• Shape annotation entries:
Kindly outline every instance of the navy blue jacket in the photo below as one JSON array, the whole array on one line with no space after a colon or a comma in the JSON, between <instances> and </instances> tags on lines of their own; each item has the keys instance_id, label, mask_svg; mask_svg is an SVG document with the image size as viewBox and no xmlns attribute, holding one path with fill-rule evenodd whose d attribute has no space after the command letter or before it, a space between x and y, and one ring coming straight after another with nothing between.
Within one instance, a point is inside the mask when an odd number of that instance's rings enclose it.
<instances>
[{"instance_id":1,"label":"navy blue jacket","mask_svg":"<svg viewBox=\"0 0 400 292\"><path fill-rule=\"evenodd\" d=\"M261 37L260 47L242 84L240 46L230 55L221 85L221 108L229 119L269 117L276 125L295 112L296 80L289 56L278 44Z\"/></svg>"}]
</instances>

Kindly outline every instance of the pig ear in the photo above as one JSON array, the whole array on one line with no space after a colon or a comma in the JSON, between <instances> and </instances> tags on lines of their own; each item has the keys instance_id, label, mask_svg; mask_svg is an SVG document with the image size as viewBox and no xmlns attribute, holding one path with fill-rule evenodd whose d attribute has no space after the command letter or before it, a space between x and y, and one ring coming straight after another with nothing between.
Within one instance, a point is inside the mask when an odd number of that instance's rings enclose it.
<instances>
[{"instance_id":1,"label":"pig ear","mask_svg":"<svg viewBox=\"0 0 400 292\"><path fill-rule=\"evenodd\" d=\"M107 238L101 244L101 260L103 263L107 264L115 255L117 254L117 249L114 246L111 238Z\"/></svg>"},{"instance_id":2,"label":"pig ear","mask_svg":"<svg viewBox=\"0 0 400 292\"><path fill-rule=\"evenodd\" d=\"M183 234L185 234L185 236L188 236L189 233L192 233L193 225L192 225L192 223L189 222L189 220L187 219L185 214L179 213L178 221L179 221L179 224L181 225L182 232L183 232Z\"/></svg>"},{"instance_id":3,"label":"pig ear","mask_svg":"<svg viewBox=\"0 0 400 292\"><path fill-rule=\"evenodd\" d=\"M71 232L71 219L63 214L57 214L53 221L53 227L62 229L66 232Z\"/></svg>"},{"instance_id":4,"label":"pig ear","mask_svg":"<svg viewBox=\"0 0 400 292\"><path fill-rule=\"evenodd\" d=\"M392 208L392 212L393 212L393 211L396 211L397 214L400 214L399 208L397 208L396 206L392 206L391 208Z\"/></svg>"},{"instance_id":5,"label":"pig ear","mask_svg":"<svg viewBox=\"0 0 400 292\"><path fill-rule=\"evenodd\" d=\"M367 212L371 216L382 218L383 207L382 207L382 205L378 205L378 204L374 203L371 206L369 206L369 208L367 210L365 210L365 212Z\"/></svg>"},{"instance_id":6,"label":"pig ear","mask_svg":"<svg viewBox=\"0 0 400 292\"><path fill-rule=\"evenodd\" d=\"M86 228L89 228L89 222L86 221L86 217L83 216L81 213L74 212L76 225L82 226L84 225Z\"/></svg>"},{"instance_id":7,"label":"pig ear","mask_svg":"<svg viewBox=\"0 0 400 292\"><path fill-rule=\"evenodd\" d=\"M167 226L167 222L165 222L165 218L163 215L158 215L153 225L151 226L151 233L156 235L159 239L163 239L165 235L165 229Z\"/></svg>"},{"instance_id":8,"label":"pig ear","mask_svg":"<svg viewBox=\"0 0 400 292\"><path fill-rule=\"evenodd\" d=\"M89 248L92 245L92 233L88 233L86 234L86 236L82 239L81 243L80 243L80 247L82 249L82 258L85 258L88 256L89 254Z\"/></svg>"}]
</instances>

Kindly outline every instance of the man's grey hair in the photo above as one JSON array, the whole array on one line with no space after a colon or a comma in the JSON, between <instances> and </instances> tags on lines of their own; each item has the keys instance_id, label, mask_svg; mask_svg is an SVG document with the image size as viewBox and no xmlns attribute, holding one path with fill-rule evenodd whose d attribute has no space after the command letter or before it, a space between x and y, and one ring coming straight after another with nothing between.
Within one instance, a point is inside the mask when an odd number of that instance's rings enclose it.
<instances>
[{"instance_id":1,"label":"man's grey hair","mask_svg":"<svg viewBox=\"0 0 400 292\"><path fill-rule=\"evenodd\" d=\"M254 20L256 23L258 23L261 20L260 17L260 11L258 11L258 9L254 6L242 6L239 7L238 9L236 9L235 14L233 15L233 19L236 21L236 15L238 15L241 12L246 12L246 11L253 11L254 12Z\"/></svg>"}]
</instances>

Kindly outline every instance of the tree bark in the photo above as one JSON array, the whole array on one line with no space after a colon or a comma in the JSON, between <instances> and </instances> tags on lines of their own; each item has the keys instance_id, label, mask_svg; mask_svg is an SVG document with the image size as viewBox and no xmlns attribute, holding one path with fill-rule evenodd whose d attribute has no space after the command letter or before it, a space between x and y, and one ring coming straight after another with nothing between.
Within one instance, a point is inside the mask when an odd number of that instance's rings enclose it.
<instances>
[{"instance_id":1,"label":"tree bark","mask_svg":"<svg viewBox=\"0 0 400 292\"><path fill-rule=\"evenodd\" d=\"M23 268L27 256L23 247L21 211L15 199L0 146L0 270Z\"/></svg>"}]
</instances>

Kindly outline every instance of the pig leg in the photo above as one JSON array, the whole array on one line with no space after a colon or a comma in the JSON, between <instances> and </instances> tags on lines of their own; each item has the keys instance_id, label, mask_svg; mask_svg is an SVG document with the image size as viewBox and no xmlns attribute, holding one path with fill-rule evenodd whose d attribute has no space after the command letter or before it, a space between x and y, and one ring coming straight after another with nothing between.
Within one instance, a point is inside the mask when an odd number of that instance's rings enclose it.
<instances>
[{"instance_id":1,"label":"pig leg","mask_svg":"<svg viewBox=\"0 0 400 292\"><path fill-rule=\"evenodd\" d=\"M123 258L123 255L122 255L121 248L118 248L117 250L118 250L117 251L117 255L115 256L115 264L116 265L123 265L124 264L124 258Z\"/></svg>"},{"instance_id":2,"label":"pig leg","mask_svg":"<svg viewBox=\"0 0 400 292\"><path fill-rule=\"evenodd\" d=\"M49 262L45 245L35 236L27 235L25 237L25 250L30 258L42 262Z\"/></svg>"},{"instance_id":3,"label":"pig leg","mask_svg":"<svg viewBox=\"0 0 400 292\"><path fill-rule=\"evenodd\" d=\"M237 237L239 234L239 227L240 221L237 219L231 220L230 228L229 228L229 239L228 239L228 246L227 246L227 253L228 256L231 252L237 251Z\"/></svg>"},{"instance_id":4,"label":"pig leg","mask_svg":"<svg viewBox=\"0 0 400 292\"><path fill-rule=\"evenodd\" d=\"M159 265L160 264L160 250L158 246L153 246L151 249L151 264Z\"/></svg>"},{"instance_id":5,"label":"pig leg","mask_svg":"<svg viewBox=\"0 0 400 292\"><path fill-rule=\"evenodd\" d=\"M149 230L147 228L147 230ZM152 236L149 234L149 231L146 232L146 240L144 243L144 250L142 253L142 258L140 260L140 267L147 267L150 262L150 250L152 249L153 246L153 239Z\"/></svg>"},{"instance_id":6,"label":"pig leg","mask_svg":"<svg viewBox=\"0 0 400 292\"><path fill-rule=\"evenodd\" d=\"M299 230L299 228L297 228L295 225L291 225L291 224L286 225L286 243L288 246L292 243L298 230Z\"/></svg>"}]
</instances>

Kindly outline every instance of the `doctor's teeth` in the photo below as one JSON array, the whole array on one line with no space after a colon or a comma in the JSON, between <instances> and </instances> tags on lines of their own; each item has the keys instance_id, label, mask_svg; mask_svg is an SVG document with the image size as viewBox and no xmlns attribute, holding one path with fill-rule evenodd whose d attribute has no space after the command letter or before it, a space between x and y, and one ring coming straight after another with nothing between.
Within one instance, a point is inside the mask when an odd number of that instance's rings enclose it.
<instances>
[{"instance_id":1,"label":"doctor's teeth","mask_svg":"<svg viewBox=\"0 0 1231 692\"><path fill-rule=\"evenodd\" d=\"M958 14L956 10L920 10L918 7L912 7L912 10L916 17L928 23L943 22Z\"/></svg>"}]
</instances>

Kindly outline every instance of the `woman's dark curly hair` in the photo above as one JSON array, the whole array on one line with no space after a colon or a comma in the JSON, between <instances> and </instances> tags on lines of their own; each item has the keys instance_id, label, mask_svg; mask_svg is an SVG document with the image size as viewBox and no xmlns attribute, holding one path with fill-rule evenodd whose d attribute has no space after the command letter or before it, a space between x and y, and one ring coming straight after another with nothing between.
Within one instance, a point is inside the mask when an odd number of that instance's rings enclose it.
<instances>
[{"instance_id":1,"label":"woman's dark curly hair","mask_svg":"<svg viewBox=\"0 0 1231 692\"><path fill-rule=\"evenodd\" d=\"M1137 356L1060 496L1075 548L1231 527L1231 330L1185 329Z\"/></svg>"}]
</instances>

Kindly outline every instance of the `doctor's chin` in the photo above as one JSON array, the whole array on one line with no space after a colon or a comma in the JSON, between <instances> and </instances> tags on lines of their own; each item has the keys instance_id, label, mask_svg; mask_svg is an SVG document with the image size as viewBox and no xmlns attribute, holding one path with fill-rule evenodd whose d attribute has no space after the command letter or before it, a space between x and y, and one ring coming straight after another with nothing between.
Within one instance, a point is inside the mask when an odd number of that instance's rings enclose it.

• WHAT YOU HAVE TO DO:
Count the lines in the listing above that contain the string "navy", and reply with the number alone.

• EXPECTED ANSWER:
2